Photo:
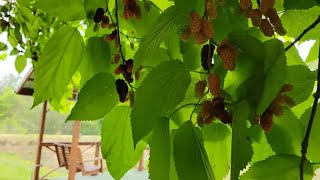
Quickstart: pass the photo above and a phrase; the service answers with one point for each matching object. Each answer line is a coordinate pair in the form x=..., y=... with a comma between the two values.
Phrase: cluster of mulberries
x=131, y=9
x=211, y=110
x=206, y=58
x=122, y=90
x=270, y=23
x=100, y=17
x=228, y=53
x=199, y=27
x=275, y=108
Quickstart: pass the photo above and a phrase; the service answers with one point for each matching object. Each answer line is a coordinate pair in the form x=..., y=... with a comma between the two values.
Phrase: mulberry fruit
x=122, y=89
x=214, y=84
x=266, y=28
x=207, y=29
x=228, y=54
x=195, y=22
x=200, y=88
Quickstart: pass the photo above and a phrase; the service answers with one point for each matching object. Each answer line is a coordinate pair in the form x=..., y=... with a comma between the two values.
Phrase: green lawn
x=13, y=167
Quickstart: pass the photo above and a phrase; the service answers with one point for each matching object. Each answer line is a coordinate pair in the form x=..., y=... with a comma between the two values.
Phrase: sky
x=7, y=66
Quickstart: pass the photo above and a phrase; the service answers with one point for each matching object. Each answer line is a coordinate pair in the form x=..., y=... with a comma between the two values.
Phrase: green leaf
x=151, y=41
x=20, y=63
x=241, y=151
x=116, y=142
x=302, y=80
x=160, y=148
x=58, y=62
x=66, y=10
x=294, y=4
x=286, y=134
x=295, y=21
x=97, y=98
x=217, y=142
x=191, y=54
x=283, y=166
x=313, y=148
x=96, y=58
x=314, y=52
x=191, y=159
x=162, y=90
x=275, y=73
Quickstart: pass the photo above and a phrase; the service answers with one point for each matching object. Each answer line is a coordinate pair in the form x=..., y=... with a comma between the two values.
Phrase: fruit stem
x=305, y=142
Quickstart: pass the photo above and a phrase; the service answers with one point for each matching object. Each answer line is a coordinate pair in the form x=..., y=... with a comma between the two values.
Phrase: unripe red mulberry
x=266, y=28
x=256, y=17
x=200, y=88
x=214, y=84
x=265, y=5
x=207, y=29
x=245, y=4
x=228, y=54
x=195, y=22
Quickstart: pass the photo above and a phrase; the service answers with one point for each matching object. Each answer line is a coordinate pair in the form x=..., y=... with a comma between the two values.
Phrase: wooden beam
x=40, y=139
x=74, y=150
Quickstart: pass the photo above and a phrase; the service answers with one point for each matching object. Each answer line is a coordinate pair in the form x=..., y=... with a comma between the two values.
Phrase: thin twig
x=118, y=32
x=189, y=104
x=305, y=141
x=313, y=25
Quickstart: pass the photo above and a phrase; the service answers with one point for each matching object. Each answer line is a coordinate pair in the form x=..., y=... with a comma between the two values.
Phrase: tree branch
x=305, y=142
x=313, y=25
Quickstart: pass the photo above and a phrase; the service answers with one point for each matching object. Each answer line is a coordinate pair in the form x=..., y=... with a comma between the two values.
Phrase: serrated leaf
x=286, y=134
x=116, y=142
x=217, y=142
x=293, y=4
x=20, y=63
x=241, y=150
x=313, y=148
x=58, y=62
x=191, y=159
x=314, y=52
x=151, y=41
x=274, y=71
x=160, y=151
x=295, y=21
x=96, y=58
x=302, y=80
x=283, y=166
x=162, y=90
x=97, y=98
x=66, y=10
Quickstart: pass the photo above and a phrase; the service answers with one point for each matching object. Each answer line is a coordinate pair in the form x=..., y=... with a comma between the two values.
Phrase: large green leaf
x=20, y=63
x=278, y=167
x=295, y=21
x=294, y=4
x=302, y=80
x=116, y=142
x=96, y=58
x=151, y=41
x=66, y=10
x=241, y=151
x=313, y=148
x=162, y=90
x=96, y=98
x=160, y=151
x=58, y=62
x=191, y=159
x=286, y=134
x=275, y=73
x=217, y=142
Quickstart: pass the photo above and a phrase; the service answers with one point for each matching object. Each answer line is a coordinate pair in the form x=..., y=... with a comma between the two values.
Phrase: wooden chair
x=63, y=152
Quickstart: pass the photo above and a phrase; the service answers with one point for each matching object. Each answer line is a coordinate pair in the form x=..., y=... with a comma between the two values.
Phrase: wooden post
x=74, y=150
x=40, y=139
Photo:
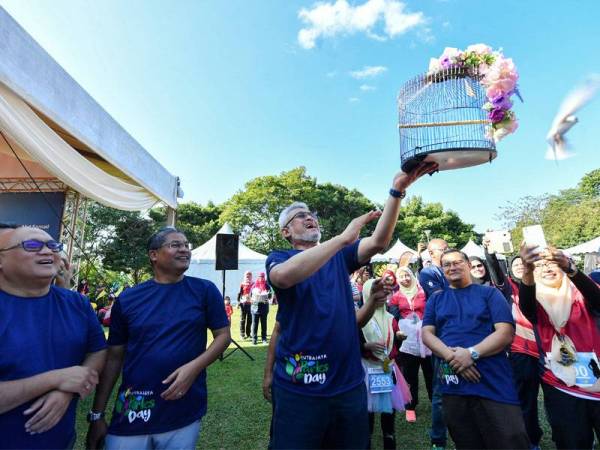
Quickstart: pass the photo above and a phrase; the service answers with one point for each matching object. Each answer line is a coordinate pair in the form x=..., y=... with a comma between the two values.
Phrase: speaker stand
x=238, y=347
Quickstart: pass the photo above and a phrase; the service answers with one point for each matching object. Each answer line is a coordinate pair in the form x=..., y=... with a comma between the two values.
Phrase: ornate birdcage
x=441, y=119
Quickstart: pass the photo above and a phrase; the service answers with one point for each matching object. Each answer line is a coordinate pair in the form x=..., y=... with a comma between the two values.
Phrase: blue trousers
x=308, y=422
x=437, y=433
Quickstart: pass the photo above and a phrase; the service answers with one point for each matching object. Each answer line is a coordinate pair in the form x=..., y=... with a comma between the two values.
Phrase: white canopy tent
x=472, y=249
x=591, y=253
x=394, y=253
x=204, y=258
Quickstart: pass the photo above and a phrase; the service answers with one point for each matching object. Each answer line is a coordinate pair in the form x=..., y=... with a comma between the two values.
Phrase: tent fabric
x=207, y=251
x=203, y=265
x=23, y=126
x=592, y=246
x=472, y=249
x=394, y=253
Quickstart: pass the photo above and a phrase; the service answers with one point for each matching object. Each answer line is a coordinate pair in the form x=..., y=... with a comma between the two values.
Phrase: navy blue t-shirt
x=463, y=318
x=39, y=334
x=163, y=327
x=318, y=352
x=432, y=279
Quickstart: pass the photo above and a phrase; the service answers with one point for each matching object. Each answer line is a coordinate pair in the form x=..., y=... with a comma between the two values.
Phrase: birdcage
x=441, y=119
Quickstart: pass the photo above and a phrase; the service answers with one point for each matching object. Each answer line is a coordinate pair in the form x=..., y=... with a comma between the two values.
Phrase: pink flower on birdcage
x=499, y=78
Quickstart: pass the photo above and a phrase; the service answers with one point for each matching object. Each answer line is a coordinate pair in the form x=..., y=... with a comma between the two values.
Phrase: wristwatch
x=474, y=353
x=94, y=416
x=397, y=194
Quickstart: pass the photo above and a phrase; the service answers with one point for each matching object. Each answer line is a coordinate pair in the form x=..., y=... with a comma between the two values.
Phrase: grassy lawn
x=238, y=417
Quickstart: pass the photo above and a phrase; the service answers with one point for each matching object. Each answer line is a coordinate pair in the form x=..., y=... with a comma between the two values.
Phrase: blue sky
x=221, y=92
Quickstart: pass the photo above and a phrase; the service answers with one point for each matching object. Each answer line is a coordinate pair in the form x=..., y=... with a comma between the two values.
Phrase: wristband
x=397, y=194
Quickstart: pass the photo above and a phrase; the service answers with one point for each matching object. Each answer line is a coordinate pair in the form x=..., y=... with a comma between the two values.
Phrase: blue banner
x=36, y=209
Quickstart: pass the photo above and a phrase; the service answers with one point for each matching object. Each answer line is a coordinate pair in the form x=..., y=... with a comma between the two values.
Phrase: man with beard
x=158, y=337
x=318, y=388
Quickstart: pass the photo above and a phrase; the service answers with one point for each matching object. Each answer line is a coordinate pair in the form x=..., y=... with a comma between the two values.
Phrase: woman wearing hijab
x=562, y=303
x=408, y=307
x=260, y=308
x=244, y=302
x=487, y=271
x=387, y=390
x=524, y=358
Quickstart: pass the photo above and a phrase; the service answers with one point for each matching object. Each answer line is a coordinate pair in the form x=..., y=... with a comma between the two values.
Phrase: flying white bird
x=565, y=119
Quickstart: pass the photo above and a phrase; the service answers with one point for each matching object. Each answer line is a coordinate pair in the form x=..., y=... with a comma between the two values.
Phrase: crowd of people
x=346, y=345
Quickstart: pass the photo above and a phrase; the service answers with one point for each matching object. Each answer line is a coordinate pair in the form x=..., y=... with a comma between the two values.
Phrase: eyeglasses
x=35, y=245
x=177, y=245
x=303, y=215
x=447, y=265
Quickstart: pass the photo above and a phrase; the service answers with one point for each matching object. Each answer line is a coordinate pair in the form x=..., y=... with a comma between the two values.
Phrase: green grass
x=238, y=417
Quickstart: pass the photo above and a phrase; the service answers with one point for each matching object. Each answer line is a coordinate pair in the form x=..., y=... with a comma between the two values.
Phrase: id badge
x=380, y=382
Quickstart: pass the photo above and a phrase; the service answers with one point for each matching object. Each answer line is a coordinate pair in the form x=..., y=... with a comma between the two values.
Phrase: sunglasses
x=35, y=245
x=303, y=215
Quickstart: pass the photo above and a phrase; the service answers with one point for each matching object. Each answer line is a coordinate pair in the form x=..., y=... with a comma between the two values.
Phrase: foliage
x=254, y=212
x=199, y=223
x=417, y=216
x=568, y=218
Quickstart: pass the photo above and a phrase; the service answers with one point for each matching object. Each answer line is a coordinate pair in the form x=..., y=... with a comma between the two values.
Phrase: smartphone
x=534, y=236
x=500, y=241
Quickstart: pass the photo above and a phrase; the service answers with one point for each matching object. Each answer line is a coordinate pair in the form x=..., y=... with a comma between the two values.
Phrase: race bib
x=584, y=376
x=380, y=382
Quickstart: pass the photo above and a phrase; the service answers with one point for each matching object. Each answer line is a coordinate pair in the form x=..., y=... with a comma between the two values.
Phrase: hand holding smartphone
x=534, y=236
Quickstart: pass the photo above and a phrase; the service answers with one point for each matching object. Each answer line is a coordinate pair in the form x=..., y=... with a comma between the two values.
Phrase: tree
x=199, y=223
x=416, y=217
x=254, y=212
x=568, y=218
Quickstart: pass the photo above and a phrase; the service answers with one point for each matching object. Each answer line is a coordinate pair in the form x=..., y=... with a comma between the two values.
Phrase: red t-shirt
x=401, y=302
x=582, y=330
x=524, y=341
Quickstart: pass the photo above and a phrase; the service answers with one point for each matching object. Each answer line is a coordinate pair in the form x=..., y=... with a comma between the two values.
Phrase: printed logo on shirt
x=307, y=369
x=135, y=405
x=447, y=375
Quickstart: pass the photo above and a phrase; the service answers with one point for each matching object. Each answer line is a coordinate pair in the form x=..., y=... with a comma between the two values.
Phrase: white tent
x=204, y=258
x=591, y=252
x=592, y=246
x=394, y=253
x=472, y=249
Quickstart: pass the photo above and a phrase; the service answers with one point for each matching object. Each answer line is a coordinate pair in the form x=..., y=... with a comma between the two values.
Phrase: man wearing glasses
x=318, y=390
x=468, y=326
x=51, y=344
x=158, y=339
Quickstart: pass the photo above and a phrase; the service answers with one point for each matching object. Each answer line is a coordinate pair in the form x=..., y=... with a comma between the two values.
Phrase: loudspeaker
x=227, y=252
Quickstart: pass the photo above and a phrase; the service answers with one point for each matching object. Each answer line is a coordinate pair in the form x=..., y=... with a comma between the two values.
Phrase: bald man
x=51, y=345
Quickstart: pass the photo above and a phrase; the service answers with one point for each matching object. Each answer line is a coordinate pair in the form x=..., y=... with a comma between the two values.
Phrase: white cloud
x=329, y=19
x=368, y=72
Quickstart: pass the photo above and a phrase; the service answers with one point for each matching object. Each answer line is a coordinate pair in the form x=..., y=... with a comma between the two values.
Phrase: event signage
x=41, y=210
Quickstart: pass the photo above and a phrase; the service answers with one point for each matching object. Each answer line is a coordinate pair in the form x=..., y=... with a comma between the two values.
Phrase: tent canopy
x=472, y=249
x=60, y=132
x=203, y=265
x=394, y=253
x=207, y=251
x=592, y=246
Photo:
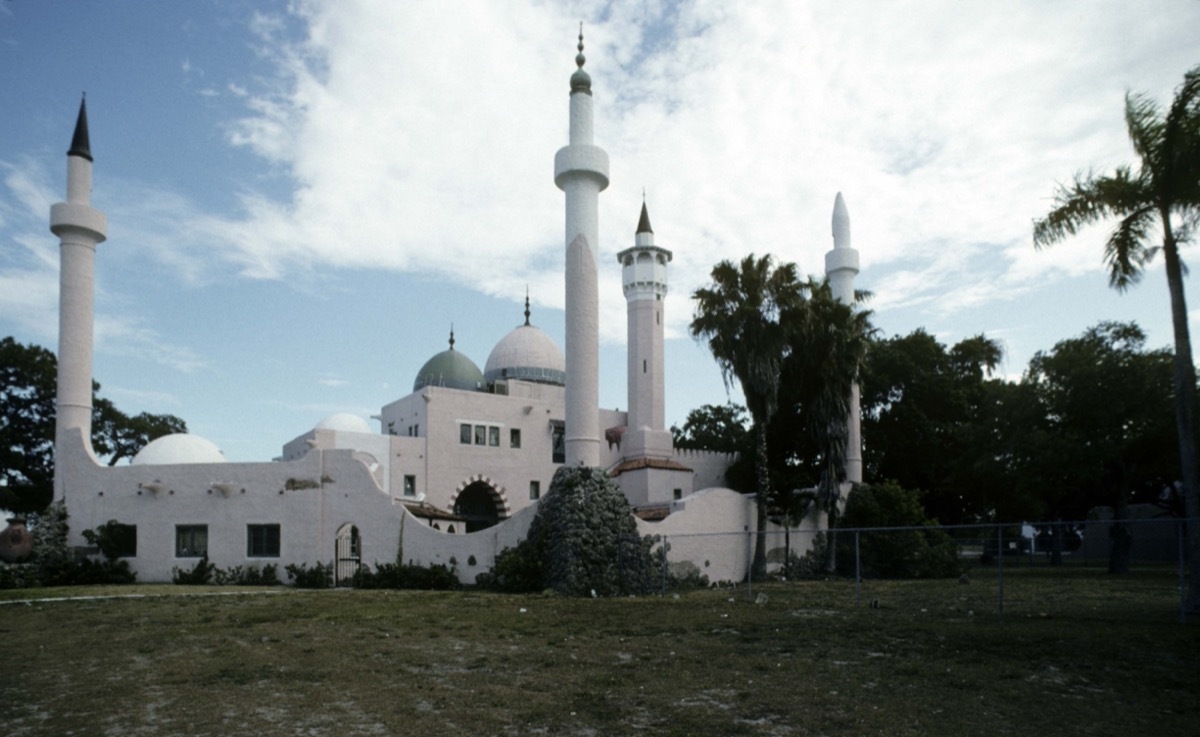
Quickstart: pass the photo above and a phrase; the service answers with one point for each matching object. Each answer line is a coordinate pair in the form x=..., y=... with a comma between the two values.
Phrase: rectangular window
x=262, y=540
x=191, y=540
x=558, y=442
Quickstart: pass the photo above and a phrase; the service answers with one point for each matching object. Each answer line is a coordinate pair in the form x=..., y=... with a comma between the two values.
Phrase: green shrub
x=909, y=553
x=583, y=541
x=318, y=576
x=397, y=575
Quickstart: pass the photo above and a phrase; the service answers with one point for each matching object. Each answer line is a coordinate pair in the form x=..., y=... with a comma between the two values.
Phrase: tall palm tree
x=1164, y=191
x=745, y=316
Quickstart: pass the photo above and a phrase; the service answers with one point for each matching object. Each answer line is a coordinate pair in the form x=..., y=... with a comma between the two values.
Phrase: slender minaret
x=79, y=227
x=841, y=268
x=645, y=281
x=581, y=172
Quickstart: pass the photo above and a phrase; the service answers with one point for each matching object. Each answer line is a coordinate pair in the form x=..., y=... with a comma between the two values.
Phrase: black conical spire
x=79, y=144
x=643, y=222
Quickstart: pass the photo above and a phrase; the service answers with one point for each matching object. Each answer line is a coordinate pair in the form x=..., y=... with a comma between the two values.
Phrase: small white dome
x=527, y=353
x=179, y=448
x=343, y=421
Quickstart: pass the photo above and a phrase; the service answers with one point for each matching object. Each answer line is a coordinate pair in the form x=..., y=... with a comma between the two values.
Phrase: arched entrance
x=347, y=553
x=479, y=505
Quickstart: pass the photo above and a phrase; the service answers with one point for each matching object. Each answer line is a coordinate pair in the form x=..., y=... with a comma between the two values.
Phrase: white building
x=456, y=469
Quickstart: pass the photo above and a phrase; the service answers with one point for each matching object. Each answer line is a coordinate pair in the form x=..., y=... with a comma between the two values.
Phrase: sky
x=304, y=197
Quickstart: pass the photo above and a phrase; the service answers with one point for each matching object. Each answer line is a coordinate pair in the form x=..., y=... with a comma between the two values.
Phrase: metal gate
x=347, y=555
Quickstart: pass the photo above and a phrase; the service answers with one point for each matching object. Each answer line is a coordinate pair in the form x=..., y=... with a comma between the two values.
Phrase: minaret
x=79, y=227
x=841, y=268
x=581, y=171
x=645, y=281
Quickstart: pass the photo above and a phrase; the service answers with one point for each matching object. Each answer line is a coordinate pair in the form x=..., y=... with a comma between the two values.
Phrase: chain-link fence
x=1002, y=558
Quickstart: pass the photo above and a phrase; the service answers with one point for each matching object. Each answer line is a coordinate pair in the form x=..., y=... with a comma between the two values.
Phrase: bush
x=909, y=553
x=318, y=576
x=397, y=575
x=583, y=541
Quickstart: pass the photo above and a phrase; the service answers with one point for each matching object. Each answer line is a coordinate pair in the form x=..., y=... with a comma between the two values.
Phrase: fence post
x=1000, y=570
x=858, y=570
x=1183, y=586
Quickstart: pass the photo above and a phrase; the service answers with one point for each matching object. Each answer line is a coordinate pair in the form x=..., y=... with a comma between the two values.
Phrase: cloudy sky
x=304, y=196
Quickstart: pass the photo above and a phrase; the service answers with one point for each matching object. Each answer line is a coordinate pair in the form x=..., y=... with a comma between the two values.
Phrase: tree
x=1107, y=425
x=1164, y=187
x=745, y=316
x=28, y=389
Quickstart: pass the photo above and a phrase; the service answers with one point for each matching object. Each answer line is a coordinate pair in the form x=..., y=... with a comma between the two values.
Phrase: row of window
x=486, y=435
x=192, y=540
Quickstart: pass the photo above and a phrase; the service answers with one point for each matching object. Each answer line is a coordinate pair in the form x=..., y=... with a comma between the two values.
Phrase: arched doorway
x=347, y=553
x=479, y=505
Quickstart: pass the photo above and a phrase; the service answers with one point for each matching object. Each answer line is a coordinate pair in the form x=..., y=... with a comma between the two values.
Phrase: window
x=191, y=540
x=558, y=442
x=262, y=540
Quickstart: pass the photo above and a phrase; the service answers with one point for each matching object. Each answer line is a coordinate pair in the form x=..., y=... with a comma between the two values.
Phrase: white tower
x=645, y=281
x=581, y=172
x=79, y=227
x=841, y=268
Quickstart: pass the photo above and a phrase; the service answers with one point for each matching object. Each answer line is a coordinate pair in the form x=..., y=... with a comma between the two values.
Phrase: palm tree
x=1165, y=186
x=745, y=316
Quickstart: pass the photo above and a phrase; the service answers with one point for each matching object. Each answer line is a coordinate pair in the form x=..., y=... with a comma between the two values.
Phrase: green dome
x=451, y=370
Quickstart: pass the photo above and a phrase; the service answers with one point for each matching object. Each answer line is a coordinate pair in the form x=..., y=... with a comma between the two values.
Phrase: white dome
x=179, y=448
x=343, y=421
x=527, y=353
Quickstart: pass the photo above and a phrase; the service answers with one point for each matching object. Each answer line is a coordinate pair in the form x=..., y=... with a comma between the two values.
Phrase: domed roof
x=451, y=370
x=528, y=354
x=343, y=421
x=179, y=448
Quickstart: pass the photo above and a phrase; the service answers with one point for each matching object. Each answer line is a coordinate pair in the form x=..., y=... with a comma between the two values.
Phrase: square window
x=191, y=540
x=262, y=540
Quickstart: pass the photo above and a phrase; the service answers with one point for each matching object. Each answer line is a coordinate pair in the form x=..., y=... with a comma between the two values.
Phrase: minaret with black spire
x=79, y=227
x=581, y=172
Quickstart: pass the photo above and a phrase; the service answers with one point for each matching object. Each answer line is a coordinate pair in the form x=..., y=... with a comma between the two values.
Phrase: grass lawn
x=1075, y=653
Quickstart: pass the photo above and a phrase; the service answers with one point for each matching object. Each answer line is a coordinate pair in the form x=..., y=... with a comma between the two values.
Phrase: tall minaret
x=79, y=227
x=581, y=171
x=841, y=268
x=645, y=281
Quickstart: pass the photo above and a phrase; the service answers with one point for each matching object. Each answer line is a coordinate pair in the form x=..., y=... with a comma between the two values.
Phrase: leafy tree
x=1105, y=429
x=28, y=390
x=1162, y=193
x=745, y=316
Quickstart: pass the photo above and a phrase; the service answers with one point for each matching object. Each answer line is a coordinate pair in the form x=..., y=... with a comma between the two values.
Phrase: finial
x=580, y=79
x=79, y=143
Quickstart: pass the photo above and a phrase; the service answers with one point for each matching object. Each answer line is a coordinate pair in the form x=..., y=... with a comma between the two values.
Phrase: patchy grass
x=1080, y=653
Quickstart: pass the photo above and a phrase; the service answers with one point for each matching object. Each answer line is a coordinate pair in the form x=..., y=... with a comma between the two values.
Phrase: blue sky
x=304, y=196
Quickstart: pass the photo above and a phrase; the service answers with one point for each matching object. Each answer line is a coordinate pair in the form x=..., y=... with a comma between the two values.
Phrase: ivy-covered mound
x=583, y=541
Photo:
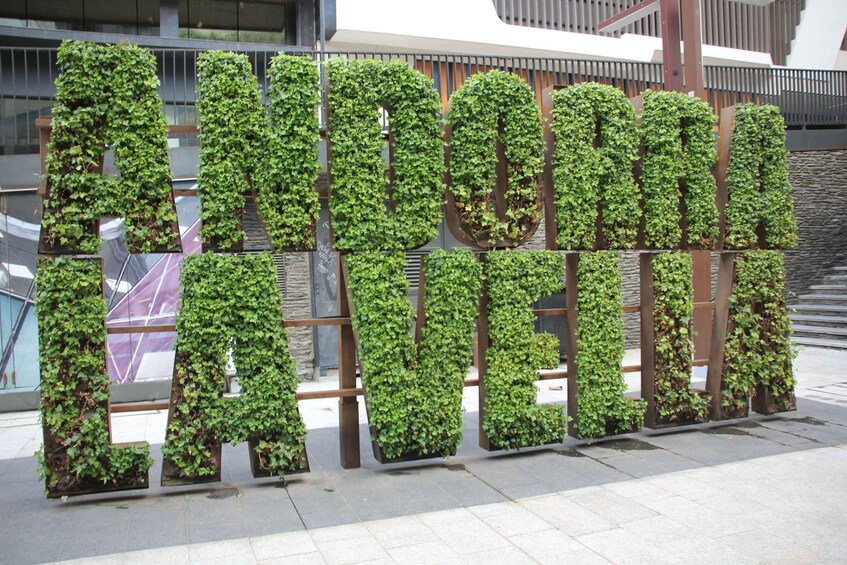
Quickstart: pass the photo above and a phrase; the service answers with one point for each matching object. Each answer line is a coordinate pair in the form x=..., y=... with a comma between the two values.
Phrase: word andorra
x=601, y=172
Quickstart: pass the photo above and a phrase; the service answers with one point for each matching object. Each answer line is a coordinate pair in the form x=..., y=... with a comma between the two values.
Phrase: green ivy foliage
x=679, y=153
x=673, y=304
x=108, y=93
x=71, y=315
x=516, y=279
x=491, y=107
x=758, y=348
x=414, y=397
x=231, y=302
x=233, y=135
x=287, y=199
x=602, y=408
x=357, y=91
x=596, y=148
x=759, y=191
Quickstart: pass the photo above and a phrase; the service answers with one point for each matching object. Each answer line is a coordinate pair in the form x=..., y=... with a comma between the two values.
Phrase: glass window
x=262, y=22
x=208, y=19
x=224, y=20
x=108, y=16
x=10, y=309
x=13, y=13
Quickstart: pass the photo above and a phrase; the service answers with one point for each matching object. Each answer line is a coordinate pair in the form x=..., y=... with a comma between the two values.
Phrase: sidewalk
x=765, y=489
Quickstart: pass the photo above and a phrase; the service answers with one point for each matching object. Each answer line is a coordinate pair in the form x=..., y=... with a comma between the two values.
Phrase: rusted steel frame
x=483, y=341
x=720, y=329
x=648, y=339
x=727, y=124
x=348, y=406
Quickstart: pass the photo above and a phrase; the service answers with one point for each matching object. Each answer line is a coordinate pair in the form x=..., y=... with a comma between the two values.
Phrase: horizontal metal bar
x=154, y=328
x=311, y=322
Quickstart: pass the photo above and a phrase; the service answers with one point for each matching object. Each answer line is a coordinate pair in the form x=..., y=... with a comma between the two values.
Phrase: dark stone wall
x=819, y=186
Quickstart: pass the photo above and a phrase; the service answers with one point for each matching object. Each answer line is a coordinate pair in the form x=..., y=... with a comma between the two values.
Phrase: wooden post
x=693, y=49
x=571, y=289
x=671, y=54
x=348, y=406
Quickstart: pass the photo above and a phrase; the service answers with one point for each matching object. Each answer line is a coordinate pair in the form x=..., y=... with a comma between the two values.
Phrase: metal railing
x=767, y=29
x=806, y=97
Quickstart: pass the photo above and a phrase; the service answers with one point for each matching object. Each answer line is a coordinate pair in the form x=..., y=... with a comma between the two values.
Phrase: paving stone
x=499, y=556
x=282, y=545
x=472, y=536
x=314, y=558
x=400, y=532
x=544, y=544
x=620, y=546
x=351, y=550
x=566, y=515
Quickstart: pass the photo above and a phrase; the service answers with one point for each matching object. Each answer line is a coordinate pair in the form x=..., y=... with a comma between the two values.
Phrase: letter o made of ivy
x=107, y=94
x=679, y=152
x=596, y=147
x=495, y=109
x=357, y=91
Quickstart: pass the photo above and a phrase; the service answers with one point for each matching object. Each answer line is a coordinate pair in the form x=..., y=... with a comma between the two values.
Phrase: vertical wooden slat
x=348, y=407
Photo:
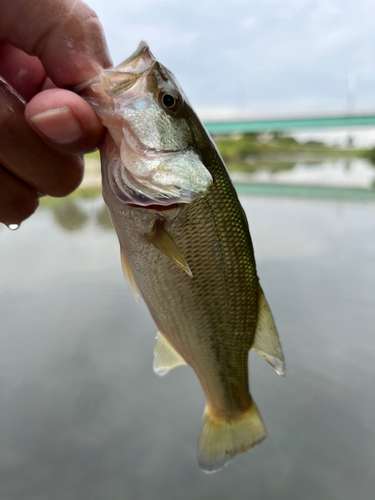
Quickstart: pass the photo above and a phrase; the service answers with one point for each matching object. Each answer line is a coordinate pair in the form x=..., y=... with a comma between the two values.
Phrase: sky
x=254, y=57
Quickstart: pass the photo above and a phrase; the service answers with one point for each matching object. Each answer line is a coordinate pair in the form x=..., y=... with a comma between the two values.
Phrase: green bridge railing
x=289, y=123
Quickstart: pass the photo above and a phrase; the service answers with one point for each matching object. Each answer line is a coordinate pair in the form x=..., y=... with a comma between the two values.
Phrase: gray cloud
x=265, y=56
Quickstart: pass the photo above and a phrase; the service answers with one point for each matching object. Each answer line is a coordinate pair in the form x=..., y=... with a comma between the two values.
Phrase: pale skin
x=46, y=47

• Required work:
From the listing above, extract every line that contains the string "foliage". Matching is case-sensitive.

• Worked solution:
Phrase: foliage
Phrase: green ivy foliage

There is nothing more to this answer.